++++ INPUT RECORDS ++++

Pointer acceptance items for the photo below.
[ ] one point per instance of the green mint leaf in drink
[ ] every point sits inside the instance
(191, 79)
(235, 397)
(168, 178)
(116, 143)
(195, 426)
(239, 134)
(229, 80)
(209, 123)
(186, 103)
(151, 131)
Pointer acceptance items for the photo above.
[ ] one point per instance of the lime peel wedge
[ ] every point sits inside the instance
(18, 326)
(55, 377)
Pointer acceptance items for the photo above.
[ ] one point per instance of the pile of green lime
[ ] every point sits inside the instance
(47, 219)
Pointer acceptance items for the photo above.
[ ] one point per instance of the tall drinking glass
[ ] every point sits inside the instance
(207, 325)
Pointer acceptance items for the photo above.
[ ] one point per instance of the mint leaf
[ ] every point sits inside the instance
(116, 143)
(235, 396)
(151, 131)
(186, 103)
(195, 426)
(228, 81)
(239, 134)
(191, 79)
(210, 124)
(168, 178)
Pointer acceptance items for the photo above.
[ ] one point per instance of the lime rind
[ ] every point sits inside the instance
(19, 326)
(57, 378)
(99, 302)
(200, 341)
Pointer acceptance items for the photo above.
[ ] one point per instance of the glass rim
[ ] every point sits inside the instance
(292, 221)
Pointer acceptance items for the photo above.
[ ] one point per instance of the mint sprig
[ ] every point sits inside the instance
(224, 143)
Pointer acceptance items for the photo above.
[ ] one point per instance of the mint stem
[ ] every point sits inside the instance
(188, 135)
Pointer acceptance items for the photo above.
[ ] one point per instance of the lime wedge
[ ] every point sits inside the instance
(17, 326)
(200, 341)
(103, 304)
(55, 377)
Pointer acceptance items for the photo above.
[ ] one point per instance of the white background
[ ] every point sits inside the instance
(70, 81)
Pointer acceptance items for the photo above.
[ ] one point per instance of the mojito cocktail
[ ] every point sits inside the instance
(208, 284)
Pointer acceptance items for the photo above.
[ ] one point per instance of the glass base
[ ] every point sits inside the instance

++++

PROMPT:
Extract all of the data above and output it character for character.

EXERCISE ANSWER:
Pointer acceptance items for the photo below.
[ ] one point per instance of the green mint leaf in drink
[ ] every point sits inside the instance
(191, 79)
(235, 397)
(168, 178)
(116, 143)
(195, 426)
(239, 134)
(229, 80)
(209, 123)
(186, 103)
(151, 131)
Pointer acceptance items for the photo above.
[ ] one point per instance of the lime peel wedge
[ ] every point sits inside the instance
(18, 326)
(55, 377)
Pointer acceptance items for the photo above.
[ ] one point per instance of the pile of green lime
[ ] every point sits inside the instance
(47, 219)
Pointer acceptance items for the photo above.
[ ] one point per instance of the tall drinking glass
[ ] every point sits inside the instance
(207, 325)
Pointer acceptance items for the photo above.
[ ] one point per instance of the mint leaf
[ ] every point sits inside the instance
(116, 143)
(235, 396)
(151, 131)
(186, 103)
(195, 426)
(228, 81)
(239, 134)
(191, 79)
(210, 124)
(168, 178)
Pointer acceptance items for the photo above.
[ ] one point per instance of the lime rind
[ ] every point sits inside the instance
(19, 326)
(57, 378)
(99, 302)
(200, 341)
Pointer acceptance items for the photo above.
[ ] one point per instance of the glass rim
[ ] every point sits inside the instance
(292, 221)
Pointer acceptance items for the photo above.
[ ] one point per instance of the mint sprig
[ ] every point sits inside the instance
(224, 143)
Pointer acceptance items for the photo above.
[ ] one point per instance of the mint stem
[ ] every point sits inside the instance
(188, 135)
Pointer acceptance items for the photo above.
[ ] one point per instance of the lime wedge
[ ] every point sits inside the instance
(17, 326)
(200, 341)
(103, 304)
(55, 377)
Pointer acceptance items for the photo above.
[ ] one point per instance of the white background
[ ] every point sits inside the instance
(70, 81)
Pointer acceptance items for the photo above.
[ ] one point per instance of the mojito cocktail
[ ] every point sits inside the instance
(208, 284)
Pointer acceptance items for the photo above.
[ ] one point per instance of the glass base
[ ] every point sits inside the instance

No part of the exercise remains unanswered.